__PROMPT 1__.
Answer these questions from the passage on explainability heatmaps:
(a) What does Grad-CAM++ incorporate to refine Grad-CAM?
(b) Which two LRP variants stand out for sharply localizing high-relevance areas?
(c) For which model were the heatmaps in Fig. 4 generated?
__PROMPT 2__. Write the next part of the passage on explainability heatmaps, starting after its final sentence.

__DOCUMENT SECTION__.
________________________

We have selected grape leaf dataset from plant village dataset for detailed explainability analysis of leaf samples across different disease classes. Grad-CAM computes gradients reaching the last convolutional layers to determine which input locations most affected the model’s decision-making. However, it typically produces relatively coarse, blob-like heatmaps. In contrast, Grad-CAM++ refines this by incorporating second-order gradients, resulting in more spatially accurate and class-discriminative attention maps.

Fig. 4 illustrates the class-wise attribution heatmaps generated for the CBAM-VGG16 model using a comprehensive suite of LRP techniques. The LRP family consistently produces sparse yet discriminative saliency maps, aligning well with regions exhibiting disease-related symptoms. Among them, Epsilon Plus Flat and Epsilon Alpha2 Beta1 Flat stand out for their capacity to sharply localize high-relevance areas, typically corresponding to lesions, necrotic margins, or discolored patches symptomatic of disease. These variants effectively suppress irrelevant background and vein structures, enhancing focus on pathologically significant textures.

We have shown in Fig. 5 the explainable visualization of proposed method on some other disease of other dataset used in this work. These visualisations also exhibit the same properties as observed in the detailed explainability analysis for grape leaf dataset.

________________________

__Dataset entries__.
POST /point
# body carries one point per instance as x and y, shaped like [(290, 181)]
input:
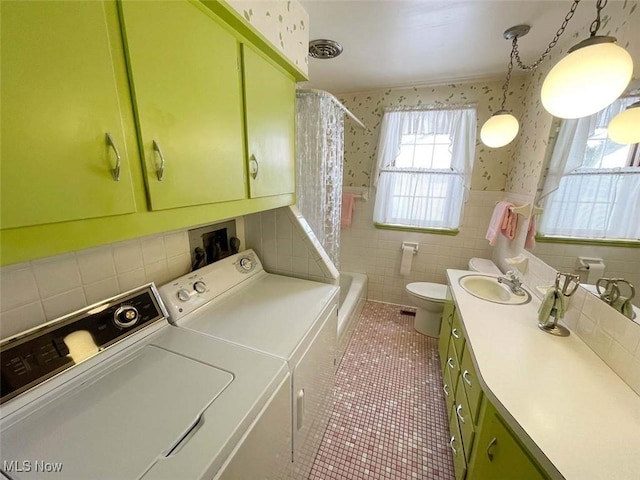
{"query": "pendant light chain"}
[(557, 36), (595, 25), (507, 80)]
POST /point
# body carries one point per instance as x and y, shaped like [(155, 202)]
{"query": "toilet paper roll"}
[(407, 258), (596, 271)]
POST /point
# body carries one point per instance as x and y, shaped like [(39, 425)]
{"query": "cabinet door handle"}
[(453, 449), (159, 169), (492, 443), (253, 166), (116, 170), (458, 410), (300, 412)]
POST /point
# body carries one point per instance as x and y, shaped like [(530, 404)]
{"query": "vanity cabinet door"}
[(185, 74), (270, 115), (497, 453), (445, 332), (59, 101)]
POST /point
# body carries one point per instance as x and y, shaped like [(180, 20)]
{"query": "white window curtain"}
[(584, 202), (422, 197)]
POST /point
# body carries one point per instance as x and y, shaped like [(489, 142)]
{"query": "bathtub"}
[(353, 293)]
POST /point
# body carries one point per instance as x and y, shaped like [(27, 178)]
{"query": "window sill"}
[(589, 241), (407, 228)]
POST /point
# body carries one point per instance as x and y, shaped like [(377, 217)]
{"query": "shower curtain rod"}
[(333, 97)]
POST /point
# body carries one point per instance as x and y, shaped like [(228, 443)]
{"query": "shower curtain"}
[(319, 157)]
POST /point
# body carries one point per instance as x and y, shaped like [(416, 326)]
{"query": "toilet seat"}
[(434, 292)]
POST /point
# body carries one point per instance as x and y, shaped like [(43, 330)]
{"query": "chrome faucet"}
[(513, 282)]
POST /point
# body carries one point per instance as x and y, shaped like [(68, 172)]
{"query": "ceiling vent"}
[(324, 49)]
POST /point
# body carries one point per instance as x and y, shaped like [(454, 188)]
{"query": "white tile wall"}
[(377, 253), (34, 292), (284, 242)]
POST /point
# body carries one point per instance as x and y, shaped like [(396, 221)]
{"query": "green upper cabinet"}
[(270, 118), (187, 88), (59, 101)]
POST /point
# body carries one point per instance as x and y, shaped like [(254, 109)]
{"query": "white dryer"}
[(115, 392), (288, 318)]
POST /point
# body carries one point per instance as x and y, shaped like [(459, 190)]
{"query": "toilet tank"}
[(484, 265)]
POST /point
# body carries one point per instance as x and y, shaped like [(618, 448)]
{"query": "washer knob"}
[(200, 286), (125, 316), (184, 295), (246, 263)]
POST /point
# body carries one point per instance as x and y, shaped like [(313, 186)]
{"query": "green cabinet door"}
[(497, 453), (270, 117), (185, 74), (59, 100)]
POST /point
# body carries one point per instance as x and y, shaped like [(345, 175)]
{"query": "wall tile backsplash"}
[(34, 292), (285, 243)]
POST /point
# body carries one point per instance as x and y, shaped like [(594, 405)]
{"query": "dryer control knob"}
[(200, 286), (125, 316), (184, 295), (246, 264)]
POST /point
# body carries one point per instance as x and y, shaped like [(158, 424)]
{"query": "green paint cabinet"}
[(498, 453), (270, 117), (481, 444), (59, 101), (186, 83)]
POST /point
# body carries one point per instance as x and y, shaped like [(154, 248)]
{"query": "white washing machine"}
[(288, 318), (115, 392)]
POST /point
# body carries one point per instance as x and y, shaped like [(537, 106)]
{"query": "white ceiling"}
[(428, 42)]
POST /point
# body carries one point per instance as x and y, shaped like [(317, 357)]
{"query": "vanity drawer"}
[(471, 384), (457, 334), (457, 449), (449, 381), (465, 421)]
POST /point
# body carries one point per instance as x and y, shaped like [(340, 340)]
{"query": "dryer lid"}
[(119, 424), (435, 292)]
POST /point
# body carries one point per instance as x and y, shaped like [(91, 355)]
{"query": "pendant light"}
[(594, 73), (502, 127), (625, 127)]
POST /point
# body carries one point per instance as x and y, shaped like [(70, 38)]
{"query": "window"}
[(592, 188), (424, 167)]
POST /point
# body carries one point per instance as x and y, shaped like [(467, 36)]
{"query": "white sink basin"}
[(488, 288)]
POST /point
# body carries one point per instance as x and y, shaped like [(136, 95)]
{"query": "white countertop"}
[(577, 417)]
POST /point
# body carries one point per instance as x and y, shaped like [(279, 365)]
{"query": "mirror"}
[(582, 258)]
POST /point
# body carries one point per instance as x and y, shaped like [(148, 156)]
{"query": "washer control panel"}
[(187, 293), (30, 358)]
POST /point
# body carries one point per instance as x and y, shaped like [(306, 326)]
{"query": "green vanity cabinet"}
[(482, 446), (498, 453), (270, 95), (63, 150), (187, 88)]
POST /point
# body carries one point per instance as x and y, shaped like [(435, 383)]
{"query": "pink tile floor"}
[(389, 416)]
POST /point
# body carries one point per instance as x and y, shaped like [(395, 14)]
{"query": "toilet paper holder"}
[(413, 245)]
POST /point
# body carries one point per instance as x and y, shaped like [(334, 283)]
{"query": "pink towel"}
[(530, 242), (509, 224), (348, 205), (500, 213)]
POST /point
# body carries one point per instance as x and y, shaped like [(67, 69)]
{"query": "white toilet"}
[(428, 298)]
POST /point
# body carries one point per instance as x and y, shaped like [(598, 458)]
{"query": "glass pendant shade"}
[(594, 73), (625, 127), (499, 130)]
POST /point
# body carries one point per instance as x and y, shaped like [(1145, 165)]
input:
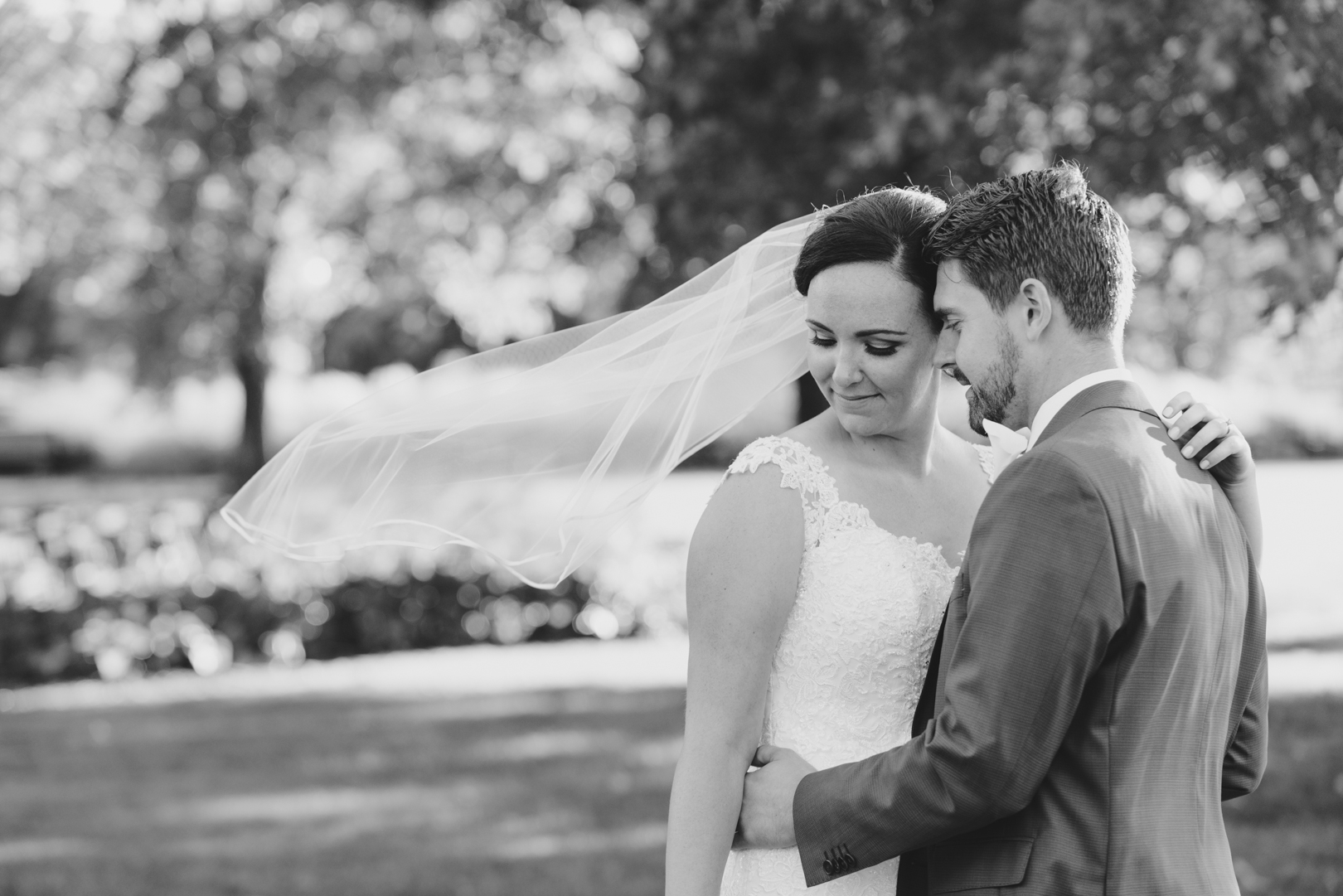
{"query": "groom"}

________________________

__TASK RESPONSE 1__.
(a) Second-order gradients
(b) Epsilon Plus Flat and Epsilon Alpha2 Beta1 Flat
(c) CBAM-VGG16

__TASK RESPONSE 2__.
To evaluate the discriminative capability of the CBAM-enhanced VGG16 model, we employed t-SNE and UMAP to project high-dimensional feature representations into a 2-D space. Fig. 6 and Fig. 7 presents the t-SNE and UMAP plots on the four grape leaf classes: Esca, Healthy, Leaf Blight, and Black Rot. It can be interpreted from the t-SNE figure that our proposed model is providing a clear distinguishable cluster separation with minimal class overlap, indicating better feature discrimination. In the UMAP plot, class boundaries are clearly defined, with each category forming dense and distinct clusters. These findings demonstrate how well CBAM works to improve the VGG16 backbone’s representational quality, resulting in improved class-wise separability and model interpretability.

The study in this work provides an interpretable approach for detection of plant leaf diseases. By incorporating attention modules at each convolutional stage, the model not only enhances disease-specific feature extraction but also offers improved performance across five public datasets. The performance on five different datasets exhibits the genralizability of our proposed solution for any other crop. In order to evaluate the model’s interpretability, we carried this in-depth evaluation using different attribution techniques. The qualitative study highlighted that LRP variants produced the most visually clear, localized, and class-discriminative heatmaps with minimal noise. Future directions include refining the attention mechanism to enhance class-awareness and reduce interpretability gaps, exploring global or transformer-inspired attention integration for better contextual representation, and conducting human-in-the-loop evaluations to assess the trust and reliability of visualisations.